- _Ausgewählter Auszug_:
————————

Einfach einen stabilen Kescher bei NW vorsichtig über den Sand schieben.
An guten Tagen bis 100 Stück in 5 min.
Aber erst wenn es warm draussen ist..


mfg Suurhusen


----------



## finsch

*AW: Garnelen fangen?*

also da hat suurhusen recht das geht schon ganz gut.

als tip von mir noch dazu mit nem kescher an der spundwand lang am besten ist abends dann gehts ganz fix.


@suurhusen

mfg aus emden :m


----------



## Laichhaken

*AW: Garnelen fangen?*

werden die eigentlich in salzwasser gekocht oder wie?


----------



## finsch

*AW: Garnelen fangen?*

wenn du sie essen willst ja :q


zum angeln allerdings empfehle ich sie frisch zu fangen

mein problem ist nur das ich sie nur einen tag am leben halten kann also wenn da einer nen tip hat wie es länger geht immer her damit


----------



## BlankyB

*AW: Garnelen fangen?*

Hallo, ich wollte demnächst mal in Büsum versuchen Krabben mit einem Krabbenkescher fangen, kann man das bei Ebbe in Knietiefen Wasser machen,oder muss es tiefer sein?
Ich frag mich auch ob die mit dem Wasser mitgehen oder im Sand bleiben.

————————

- _Ausgangsmaterial_:
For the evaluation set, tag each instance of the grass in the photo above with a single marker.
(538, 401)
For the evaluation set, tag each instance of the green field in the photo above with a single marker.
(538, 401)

————————

- _Die Aufgabe_: Setze die Forumsdiskussion über das Garnelenfangen nach ihrem letzten Satz fort.

- _Ergebnis_:
#h


----------



## j.Breithardt

*AW: Garnelen fangen?*

Knietiefes Wasser reicht völlig aus. In Dänemark habe ich mir immer Strandabschnitte ausgesucht, die einen gemischten Sand-Kies Grund hatten. 
Wichtig ist nur, den Kescher auch wirklich am Boden zu führen, um die Krabben aufzuscheuchen. 
Und nicht vergessen, den Eimer abdecken. Die Viecher springen ansonsten wieder raus. Mit einer Köderfischpumpe 
lassen sie sich auch gut bis zum nächsten Tag hältern.:m


----------



## derporto

*AW: Garnelen fangen?*



BlankyB schrieb:


> Hallo, ich wollte demnächst mal in Büsum versuchen Krabben mit einem Krabbenkescher fangen, kann man das bei Ebbe in Knietiefen Wasser machen,oder muss es tiefer sein?
> Ich frag mich auch ob die mit dem Wasser mitgehen oder im Sand bleiben.
> #h


 
Im Büsumer Priel bei der "Badeinsel" ( https://maps.google.de/maps?q=b%C3%BCsum&hl=de&ie=UTF8&ll=54.134823,8.843265&spn=0.006537,0.021136&sll=52.31622,10.233112&sspn=0.109135,0.338173&hnear=B%C3%BCsum,+Schleswig-Holstein&t=h&z=16 )habe ich als Kind massenhaft Nordseekrabben mit dem Kescher gefangen. Mit einem primitiven abgeflachten Kinderkescher mit Bambusstock und feinmaschigem Netz. Einfach über den Grund ziehen und es sollten eigentlich immer welche im Netz zappeln. Nach einer halben Stunde hat man dann eine nette Mahlzeit zusammen. Ist kaum mit Aufwand verbunden.

Ich nehme an, die Bedingungen vor Ort haben sich nicht geändert, wenn doch dürfte dir ein Einheimischer das sagen können.


----------



## Bellyboatangler

*AW: Garnelen fangen?*

super eine 5 jahre alten bericht zu finden.

hier ist ein haendler in England der solche nezte verkauft.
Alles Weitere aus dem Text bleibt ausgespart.